(Exercise objective)
Your job is to set down the stretch of entries that opens with the line containing "Phrase: drawer knob" and closes with the line containing "Phrase: tiled shower wall". Keep both end lines, copy each exactly, and add nothing.
##### Recorded information #####
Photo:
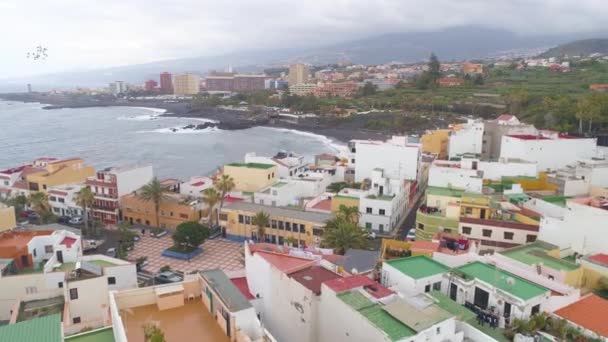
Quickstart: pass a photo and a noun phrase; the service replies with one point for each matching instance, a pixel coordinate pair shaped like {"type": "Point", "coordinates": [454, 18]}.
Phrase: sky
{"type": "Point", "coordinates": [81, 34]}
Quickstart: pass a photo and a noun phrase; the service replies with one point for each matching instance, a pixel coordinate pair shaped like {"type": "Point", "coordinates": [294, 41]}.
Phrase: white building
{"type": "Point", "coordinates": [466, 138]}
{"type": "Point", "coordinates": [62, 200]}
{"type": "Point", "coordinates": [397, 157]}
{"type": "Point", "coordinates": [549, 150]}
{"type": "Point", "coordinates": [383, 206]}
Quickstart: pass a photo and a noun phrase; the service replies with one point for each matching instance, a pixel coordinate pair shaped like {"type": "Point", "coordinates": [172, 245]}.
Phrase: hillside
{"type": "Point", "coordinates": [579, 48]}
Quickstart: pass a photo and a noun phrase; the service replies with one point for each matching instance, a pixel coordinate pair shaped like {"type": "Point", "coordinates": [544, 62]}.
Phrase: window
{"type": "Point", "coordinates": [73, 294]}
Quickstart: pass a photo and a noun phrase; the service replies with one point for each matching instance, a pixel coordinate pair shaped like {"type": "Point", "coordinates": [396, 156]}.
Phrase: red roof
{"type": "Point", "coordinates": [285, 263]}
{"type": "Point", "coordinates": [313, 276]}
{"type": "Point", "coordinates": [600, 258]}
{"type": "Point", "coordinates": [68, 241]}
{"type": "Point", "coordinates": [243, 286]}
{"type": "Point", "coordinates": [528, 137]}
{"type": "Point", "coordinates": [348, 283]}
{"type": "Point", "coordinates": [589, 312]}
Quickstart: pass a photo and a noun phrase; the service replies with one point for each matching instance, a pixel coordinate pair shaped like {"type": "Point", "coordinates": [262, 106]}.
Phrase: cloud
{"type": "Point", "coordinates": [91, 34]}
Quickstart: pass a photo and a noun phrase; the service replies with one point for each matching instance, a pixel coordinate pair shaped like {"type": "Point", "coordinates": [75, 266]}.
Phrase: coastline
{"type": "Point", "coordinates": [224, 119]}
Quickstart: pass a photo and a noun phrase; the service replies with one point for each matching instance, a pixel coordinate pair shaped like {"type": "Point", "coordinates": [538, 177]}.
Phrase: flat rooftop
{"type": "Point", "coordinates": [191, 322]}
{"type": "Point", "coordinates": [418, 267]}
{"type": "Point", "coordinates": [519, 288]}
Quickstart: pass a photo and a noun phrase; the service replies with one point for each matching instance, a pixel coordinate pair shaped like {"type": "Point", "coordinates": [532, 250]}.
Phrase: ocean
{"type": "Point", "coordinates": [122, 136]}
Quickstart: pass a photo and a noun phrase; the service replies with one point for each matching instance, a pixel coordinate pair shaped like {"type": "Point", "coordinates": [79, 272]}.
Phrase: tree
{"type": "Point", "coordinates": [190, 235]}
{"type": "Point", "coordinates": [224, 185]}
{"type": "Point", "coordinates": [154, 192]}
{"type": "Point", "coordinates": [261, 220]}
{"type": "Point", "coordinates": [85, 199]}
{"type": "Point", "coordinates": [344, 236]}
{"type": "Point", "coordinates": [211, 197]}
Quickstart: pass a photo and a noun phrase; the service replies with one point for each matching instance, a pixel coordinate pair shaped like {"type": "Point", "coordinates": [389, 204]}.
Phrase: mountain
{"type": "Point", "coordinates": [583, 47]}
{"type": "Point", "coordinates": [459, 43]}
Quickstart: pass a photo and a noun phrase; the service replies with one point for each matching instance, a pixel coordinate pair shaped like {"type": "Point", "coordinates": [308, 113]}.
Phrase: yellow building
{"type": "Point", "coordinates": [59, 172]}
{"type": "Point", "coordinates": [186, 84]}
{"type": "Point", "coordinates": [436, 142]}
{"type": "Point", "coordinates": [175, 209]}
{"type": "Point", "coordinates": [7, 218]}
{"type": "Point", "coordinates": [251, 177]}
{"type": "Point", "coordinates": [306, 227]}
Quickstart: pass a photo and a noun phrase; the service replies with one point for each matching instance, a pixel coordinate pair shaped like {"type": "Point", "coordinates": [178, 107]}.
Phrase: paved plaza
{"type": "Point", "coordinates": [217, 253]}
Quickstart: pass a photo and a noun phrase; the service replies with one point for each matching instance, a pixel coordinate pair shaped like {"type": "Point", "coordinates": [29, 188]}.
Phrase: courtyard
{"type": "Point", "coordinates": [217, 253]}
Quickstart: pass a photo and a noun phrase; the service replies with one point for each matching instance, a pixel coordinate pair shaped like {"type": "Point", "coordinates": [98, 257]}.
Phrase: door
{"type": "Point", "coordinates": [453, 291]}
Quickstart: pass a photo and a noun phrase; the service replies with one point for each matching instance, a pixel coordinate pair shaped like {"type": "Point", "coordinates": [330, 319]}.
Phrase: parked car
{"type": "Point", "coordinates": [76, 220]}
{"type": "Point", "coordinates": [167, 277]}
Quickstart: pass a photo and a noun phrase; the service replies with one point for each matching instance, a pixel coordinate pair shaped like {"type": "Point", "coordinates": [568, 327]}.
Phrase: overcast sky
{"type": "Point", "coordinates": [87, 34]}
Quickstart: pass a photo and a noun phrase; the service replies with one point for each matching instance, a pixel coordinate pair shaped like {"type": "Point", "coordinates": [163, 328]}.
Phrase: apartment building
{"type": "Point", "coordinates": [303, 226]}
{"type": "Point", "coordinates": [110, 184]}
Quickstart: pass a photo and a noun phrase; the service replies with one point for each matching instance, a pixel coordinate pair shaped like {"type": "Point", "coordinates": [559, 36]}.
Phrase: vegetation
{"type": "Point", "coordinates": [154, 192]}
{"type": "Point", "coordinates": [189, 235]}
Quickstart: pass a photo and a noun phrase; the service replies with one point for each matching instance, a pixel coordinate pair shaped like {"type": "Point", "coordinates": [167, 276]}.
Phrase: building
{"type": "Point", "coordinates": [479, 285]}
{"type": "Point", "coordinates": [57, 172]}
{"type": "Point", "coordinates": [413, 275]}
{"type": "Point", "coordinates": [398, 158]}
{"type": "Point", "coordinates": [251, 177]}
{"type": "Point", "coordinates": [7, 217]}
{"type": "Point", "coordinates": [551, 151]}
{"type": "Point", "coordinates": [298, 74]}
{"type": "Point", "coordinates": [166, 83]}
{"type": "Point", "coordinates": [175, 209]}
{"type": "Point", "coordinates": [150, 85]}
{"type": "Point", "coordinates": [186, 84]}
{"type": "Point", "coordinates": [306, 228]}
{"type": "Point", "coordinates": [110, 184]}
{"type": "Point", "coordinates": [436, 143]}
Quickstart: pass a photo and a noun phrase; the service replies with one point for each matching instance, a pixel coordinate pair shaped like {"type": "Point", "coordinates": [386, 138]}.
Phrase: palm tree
#####
##### Recorded information #####
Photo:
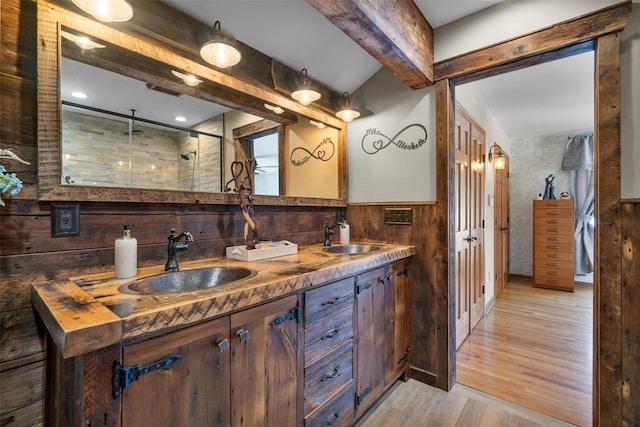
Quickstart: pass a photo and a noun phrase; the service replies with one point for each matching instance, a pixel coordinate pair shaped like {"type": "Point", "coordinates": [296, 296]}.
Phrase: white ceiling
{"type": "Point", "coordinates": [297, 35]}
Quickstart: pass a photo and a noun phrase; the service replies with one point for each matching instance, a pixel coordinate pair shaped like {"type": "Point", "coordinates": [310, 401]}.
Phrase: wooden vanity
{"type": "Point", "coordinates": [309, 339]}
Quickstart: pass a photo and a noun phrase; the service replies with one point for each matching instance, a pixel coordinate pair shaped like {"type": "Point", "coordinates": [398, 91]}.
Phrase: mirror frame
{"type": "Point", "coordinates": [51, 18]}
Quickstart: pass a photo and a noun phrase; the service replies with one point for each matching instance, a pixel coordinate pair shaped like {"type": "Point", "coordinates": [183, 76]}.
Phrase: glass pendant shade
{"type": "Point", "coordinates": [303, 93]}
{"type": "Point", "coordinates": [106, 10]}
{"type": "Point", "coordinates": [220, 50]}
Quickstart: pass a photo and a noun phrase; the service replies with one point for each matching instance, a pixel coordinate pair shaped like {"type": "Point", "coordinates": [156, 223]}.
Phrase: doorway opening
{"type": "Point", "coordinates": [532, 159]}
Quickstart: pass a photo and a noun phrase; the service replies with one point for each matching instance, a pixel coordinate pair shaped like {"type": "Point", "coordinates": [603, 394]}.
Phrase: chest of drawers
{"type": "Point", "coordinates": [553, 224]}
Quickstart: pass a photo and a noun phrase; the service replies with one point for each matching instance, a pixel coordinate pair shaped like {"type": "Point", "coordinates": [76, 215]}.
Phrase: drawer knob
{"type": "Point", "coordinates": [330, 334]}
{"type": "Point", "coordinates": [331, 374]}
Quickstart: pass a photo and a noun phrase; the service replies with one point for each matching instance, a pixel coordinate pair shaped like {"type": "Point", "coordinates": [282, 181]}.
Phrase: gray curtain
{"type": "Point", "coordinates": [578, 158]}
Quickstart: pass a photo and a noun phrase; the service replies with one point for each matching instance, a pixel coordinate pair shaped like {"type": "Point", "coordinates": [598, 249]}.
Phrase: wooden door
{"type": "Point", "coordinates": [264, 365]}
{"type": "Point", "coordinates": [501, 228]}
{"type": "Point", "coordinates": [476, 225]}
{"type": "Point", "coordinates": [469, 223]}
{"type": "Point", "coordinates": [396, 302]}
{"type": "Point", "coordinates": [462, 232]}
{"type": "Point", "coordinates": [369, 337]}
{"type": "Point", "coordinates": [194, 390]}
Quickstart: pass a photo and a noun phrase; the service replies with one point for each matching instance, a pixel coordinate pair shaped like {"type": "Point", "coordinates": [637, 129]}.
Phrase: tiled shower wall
#####
(Problem solution)
Phrase: drawer knob
{"type": "Point", "coordinates": [330, 334]}
{"type": "Point", "coordinates": [331, 374]}
Quickstart: pass a photo and a noun phrase; the service replies with one point for each matching instance, a pixel coordinate pair shaped like {"type": "Point", "coordinates": [282, 181]}.
Phrase: gray curtain
{"type": "Point", "coordinates": [578, 158]}
Quickstart: pass a photo and a noun phrase; the service replies with one point for each matching instance, a pixel coordinate pair shaped like {"type": "Point", "coordinates": [598, 249]}.
Phrase: wooden door
{"type": "Point", "coordinates": [264, 365]}
{"type": "Point", "coordinates": [501, 228]}
{"type": "Point", "coordinates": [476, 225]}
{"type": "Point", "coordinates": [469, 223]}
{"type": "Point", "coordinates": [396, 302]}
{"type": "Point", "coordinates": [462, 232]}
{"type": "Point", "coordinates": [369, 337]}
{"type": "Point", "coordinates": [194, 390]}
Quickstart: pass a photo and a noun phrase; the service replies with one point for each matching instance, a pixel coordinate pair shaped like {"type": "Point", "coordinates": [637, 129]}.
Phrase: tiled shower wall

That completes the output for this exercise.